The response must be made up of the lines in the entries below that contain "their".

#### Records to use

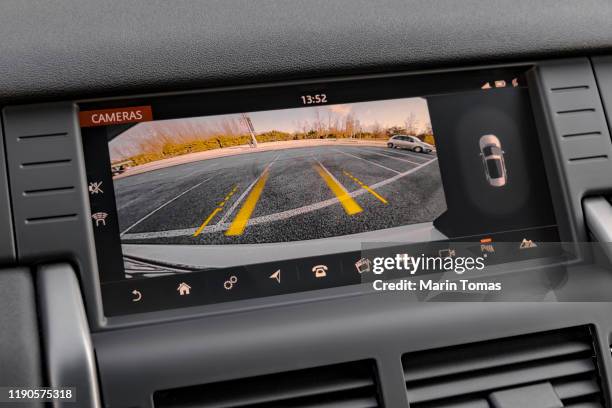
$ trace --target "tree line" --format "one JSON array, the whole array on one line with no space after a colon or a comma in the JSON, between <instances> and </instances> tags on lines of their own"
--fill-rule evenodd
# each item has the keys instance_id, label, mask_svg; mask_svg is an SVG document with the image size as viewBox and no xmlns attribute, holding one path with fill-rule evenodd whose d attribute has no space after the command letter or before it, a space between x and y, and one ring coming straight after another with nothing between
<instances>
[{"instance_id":1,"label":"tree line","mask_svg":"<svg viewBox=\"0 0 612 408\"><path fill-rule=\"evenodd\" d=\"M384 127L378 122L363 126L353 115L327 116L319 110L311 121L296 123L294 132L270 130L256 133L258 143L308 139L366 139L386 140L396 134L408 134L434 144L429 124L419 124L414 115L408 115L404 123ZM136 127L127 132L136 130ZM257 131L257 129L256 129ZM114 162L130 161L141 165L189 153L247 145L250 134L239 118L227 117L214 123L179 119L164 122L148 122L138 125L138 137L129 145L113 146ZM119 136L121 137L121 136Z\"/></svg>"}]
</instances>

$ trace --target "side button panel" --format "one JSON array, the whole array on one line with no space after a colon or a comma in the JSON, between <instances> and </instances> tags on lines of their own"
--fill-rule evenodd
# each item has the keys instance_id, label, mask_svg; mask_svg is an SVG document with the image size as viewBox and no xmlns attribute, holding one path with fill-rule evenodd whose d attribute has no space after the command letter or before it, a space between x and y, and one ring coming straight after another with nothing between
<instances>
[{"instance_id":1,"label":"side button panel","mask_svg":"<svg viewBox=\"0 0 612 408\"><path fill-rule=\"evenodd\" d=\"M18 261L74 262L95 327L102 302L77 110L9 106L2 116Z\"/></svg>"},{"instance_id":2,"label":"side button panel","mask_svg":"<svg viewBox=\"0 0 612 408\"><path fill-rule=\"evenodd\" d=\"M65 257L89 234L79 169L76 108L29 105L3 111L17 251L22 262ZM89 228L90 229L90 228Z\"/></svg>"},{"instance_id":3,"label":"side button panel","mask_svg":"<svg viewBox=\"0 0 612 408\"><path fill-rule=\"evenodd\" d=\"M595 75L587 58L542 62L531 74L540 131L550 136L542 148L557 157L551 170L564 179L573 235L585 241L582 199L612 188L612 143Z\"/></svg>"}]
</instances>

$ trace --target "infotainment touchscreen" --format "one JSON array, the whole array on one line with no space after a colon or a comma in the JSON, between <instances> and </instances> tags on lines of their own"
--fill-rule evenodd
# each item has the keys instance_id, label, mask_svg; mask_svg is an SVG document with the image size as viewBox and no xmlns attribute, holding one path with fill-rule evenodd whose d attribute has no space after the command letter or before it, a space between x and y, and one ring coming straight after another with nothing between
<instances>
[{"instance_id":1,"label":"infotainment touchscreen","mask_svg":"<svg viewBox=\"0 0 612 408\"><path fill-rule=\"evenodd\" d=\"M366 243L541 256L519 253L559 240L531 115L521 70L83 104L105 312L359 283Z\"/></svg>"}]
</instances>

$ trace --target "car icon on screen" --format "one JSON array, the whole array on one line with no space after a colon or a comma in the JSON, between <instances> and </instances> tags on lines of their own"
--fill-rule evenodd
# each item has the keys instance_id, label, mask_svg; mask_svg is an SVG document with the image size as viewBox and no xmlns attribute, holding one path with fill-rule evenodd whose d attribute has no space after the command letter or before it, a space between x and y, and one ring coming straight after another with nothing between
<instances>
[{"instance_id":1,"label":"car icon on screen","mask_svg":"<svg viewBox=\"0 0 612 408\"><path fill-rule=\"evenodd\" d=\"M478 145L487 181L493 187L505 186L508 181L508 174L504 161L504 151L498 137L495 135L481 136Z\"/></svg>"}]
</instances>

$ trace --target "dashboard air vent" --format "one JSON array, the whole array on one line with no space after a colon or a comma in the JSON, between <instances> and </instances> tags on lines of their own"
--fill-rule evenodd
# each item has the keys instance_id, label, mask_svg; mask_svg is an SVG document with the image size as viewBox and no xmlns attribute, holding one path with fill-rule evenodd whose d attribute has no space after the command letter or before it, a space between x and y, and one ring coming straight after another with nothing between
<instances>
[{"instance_id":1,"label":"dashboard air vent","mask_svg":"<svg viewBox=\"0 0 612 408\"><path fill-rule=\"evenodd\" d=\"M156 408L382 407L373 361L158 391Z\"/></svg>"},{"instance_id":2,"label":"dashboard air vent","mask_svg":"<svg viewBox=\"0 0 612 408\"><path fill-rule=\"evenodd\" d=\"M411 408L601 408L586 326L406 354Z\"/></svg>"}]
</instances>

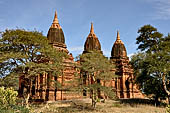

########

### Output of the exercise:
$ trace --target "tree line" --format "one JSON array, the whole array on one line with no space after a colon or a comma in the JSON, between <instances> and </instances> tags on lines of their own"
$ trace --target "side button panel" --format "one JSON array, the whole array on one line with no space after a colon or a comma in the JSON, between <instances> and </instances> tags on lines of their own"
$ trace --target "infotainment touchscreen" --format "one JSON array, the whole array on one line with no space after a colon or a comma in the JSON, between <instances> and </instances> tags on lines of their own"
$ trace --target "car icon on screen" --format "one JSON array, the whole array on one line with no space after a colon or a comma in the JSON, between <instances> and </instances> tags on lines of their own"
$ trace --target "dashboard air vent" --format "one JSON array, the whole array on one line with no space after a colon or a comma in the JSON, between <instances> and </instances> tags on lines of their own"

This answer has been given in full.